DATA PROVIDED -
......

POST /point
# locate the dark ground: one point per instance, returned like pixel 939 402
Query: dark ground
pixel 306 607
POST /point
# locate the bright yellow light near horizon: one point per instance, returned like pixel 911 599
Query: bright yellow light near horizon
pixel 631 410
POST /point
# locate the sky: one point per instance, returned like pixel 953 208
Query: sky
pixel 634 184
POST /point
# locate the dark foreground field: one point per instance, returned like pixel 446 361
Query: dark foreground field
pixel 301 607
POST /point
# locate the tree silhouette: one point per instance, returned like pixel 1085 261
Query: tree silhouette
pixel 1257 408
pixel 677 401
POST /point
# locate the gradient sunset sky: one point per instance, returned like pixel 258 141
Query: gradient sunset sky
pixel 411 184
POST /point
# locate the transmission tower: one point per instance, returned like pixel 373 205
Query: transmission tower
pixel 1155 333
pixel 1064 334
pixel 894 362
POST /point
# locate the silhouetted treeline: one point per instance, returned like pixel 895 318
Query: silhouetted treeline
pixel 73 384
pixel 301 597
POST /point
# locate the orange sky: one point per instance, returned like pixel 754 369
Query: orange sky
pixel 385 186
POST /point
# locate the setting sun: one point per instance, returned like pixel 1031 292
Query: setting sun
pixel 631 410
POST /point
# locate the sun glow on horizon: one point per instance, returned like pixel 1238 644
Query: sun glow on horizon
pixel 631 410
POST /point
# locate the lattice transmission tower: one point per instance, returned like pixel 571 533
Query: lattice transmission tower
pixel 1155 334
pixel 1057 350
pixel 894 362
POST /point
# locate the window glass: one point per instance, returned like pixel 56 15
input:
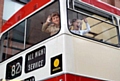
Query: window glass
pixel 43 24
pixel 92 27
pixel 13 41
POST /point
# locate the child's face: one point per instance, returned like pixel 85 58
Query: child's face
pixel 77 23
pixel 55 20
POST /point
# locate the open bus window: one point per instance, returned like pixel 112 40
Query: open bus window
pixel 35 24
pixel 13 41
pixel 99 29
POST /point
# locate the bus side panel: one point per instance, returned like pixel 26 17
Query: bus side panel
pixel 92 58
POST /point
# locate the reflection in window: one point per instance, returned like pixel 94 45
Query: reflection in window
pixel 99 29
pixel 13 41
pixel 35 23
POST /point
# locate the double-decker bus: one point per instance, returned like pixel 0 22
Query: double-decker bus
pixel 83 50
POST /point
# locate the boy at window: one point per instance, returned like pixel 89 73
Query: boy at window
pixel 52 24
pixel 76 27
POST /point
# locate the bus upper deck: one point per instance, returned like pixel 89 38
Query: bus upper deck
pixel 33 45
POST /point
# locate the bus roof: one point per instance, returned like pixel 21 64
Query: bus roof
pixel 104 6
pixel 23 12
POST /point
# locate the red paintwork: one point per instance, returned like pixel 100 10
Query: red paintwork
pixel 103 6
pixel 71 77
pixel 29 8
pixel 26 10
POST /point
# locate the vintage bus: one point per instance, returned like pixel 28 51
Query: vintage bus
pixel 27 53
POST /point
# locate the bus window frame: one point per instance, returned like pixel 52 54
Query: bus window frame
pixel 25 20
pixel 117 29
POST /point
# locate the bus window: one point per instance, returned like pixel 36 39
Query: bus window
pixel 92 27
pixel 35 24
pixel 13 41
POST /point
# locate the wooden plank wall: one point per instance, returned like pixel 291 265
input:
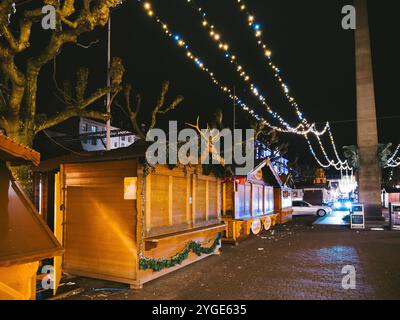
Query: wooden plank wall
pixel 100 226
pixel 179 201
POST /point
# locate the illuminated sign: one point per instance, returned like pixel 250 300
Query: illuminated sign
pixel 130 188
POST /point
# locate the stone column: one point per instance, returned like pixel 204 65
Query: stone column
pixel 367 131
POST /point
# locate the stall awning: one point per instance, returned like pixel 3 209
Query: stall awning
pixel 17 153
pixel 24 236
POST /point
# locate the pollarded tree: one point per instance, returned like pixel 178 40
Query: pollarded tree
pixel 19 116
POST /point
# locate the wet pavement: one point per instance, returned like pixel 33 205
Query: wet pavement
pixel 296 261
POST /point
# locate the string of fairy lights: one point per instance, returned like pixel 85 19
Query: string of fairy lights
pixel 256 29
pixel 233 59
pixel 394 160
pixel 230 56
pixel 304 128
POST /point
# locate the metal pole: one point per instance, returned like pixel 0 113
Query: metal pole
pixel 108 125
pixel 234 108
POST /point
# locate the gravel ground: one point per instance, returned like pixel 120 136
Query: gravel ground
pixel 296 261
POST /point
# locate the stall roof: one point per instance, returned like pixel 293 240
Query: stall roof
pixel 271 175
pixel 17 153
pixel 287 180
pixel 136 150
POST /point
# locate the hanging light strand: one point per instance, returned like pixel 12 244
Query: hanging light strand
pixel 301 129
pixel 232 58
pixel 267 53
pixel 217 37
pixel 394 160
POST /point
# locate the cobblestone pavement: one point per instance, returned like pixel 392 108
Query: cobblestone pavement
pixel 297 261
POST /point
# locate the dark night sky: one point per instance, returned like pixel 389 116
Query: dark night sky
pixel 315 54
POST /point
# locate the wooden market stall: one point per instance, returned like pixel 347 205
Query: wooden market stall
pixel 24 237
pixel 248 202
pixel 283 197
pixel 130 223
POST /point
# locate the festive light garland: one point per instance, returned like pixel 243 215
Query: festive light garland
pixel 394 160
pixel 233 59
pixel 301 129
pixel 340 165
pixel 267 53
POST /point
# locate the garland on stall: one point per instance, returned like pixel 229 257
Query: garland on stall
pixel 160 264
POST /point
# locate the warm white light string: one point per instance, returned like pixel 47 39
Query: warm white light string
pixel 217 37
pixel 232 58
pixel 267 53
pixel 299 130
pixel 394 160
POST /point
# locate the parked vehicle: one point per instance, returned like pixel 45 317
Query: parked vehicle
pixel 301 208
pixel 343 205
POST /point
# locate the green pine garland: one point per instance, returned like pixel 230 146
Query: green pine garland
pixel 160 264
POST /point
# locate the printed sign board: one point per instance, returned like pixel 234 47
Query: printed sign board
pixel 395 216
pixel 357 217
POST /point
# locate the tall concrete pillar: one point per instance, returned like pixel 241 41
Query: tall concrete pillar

......

WORK TO BE COMPLETED - Identify every line in the items above that contains the word "parked", treating uppercase and lowercase as different, and copy each of those lines.

ANSWER FOR THIS EXERCISE -
# locate the parked vehicle: one point per instance, returned like pixel 45 317
Query: parked vehicle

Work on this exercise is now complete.